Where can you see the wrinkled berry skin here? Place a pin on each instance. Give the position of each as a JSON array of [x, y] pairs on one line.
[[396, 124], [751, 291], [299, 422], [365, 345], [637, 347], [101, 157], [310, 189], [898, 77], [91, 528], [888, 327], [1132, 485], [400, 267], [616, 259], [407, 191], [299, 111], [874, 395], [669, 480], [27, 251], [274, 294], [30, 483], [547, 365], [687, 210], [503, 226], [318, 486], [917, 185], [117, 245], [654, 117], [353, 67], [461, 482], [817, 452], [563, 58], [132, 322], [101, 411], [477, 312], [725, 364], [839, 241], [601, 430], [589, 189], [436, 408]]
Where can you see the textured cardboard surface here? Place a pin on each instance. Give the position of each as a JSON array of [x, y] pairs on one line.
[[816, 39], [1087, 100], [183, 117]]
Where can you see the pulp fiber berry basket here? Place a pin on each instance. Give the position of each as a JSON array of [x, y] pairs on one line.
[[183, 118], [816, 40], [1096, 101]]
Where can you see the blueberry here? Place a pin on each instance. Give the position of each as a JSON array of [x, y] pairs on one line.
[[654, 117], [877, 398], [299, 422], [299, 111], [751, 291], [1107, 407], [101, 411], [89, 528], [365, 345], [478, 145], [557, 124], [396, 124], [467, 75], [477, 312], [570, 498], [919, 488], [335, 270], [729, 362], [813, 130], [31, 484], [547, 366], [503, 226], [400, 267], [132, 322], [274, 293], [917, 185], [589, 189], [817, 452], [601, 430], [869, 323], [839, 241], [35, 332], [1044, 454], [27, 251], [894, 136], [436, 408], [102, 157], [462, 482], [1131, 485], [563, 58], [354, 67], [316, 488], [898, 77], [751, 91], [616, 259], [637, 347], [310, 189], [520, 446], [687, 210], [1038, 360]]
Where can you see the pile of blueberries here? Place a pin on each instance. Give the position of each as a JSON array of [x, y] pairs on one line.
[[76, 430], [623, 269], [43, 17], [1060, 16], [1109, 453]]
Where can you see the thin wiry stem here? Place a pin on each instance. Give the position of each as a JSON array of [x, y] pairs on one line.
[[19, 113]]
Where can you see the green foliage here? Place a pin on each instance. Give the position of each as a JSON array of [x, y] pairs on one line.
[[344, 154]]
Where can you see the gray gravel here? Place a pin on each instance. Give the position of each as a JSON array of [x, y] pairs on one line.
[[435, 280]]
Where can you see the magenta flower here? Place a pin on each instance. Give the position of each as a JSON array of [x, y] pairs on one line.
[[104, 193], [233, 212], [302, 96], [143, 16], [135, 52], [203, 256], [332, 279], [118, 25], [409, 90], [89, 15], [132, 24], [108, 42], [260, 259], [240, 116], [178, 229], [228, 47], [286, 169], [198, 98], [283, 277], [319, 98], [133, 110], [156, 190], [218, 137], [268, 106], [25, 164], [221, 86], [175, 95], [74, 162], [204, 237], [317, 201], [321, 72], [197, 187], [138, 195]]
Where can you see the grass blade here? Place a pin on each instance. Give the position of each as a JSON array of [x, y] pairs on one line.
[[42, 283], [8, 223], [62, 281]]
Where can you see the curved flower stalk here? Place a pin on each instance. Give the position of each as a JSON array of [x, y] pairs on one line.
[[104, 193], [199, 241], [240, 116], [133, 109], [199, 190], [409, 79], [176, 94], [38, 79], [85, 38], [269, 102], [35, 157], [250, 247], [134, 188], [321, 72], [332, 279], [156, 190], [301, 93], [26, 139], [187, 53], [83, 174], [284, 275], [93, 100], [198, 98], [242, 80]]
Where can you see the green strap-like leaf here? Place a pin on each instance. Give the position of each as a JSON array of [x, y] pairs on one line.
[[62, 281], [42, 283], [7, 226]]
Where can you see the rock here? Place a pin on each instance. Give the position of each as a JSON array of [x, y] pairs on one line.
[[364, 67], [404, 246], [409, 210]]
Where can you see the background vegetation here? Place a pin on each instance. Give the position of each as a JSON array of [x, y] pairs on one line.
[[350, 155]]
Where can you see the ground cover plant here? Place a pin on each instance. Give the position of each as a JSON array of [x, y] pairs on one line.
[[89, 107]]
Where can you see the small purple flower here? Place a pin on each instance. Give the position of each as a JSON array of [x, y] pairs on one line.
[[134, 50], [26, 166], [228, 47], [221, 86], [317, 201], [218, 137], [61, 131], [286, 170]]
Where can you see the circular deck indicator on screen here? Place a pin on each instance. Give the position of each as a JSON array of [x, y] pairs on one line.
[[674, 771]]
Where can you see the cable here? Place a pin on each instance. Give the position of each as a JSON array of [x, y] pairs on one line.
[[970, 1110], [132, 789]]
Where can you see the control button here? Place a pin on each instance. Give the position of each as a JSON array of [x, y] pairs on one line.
● ● ● ● ● ● ●
#### Directive
Copy all of the records above word for word, changing nothing.

#### Task response
Where can you see the wrinkled berry skin here? Place a pin on each instance. Give the position of each as a JSON array of [x, y] pairs on one line.
[[396, 124], [751, 291], [299, 422], [365, 345], [637, 347], [101, 157], [310, 189], [898, 77], [91, 528], [888, 327], [1132, 485], [400, 267], [616, 259], [407, 191], [299, 111], [874, 395], [669, 480], [27, 251], [274, 294], [30, 483], [547, 365], [687, 210], [503, 226], [318, 486], [917, 185], [117, 245], [654, 117], [353, 67], [461, 482], [817, 452], [563, 58], [132, 322], [101, 411], [477, 312], [725, 364], [839, 241], [601, 430], [589, 189], [436, 408]]
Where can you see the textured cardboard surface here? Place a pin on each instance. Give the position of each as a JSON array of [x, y] pairs on one line.
[[816, 39], [1087, 100], [183, 117]]
Where can you see the pulp fiber berry basket here? Place a pin on each instance. Give the position of each as a JSON array of [x, y] pairs on one line.
[[183, 118], [816, 40], [1096, 101]]
Where can you see the blueberry here? Place a pin on each instance. Give the position of each as a JSON array of [x, y] pairs on one line.
[[654, 117], [877, 398], [299, 422], [299, 111], [751, 291], [1107, 407], [101, 411], [89, 528], [365, 345], [478, 145], [557, 124], [396, 124], [467, 75], [477, 312], [570, 498], [919, 488], [335, 270], [729, 362], [813, 130], [31, 484], [547, 366], [503, 226], [400, 267], [132, 322], [274, 293], [917, 185], [589, 189], [817, 452], [601, 430], [869, 323], [839, 241], [35, 332], [1044, 454], [27, 251], [894, 136], [436, 408], [102, 157], [462, 482], [1131, 485], [563, 58], [354, 67], [316, 488], [898, 77], [751, 91], [616, 259], [637, 347], [310, 189], [520, 446], [687, 210], [1038, 360]]
Where can you see the pile of blueberries here? Place a pin on each instance. Give the position of each as a JSON array of [x, y] pairs on one line.
[[76, 430], [623, 269], [43, 17], [1060, 16], [1109, 453]]
Where can you see the thin wiry stem here? Place a pin on each instance. Give the position of each as a JSON array of [x, y] pairs on one line.
[[19, 113]]
Where can you see the green foliage here? Place a pin on each instance. Give the position of each as a JSON array of [x, y] pairs on one line.
[[344, 154]]
Where can you see the gray gravel here? Place a pin on each instance. Give the position of each as a JSON array of [x, y] pairs on one line.
[[435, 280]]
Where can you see the magenta flower here? Place a pin on each instance. Give the position of each as a JSON array of [x, y] pairs on one line.
[[104, 193], [233, 212], [302, 96], [143, 16], [135, 52], [203, 256], [332, 279], [118, 25], [409, 90], [89, 15], [132, 24], [108, 42], [260, 259], [240, 116], [178, 229], [228, 47], [286, 169], [198, 98], [283, 277], [319, 98], [133, 110], [156, 190], [218, 137], [268, 106], [25, 164], [221, 86], [175, 95], [74, 162], [204, 237], [317, 201], [321, 72], [197, 187], [138, 195]]
Where can you see the grass blade here? Place a pin on each instance. Give the position of each as a JSON array of [x, y] pairs on one line.
[[42, 283], [8, 223], [62, 281]]
Where can you see the curved flower stalk here? Place a pin on each instance. Give the position of each as a JSON array of [x, y] pairs on one line.
[[104, 193], [199, 241], [240, 116], [133, 109], [199, 190], [409, 79], [176, 94], [38, 79], [85, 38], [269, 102], [35, 157], [250, 247], [134, 188], [321, 72], [332, 279], [156, 190], [301, 93], [26, 139], [187, 53], [83, 174], [284, 275], [93, 100], [198, 98], [242, 80]]
Where can you see the green strap-like leaf here? Place a pin on each instance. Give the position of each as a JSON array of [x, y] pairs on one line.
[[62, 281], [42, 283], [7, 226]]
Where can you see the rock here? Place a pin on each instance. Give the position of each as a JSON array of [x, y] pairs on one line.
[[364, 67], [404, 246], [409, 210]]
Where can you see the background vegetation here? Place a pin on each instance. Give the position of each as a JSON array of [x, y] pairs on one line.
[[350, 155]]
Where can you see the ground cover plant here? Place a pin on each instance. Give the position of each as a JSON array of [x, y] pairs on one line.
[[89, 107]]
Where can you see the small purple flower here? Place a pin on each instance. Give the position of each as a JSON array of [x, y] pairs on one line.
[[134, 50], [26, 166], [228, 47], [221, 86], [317, 201], [218, 137], [61, 131], [286, 170]]
Where can you see the circular deck indicator on screen here? Place a pin on each instance. Give the position of each as a JSON array of [x, y] pairs on one line.
[[674, 771]]
Where can you see the cable here? Place a pin on each instance. Give the position of each as a JSON array of [x, y] pairs on one line.
[[970, 1110], [132, 789]]
Where can you see the control button here? Place a pin on each instance. Give the position of each as a JSON array of [x, y] pairs on one line.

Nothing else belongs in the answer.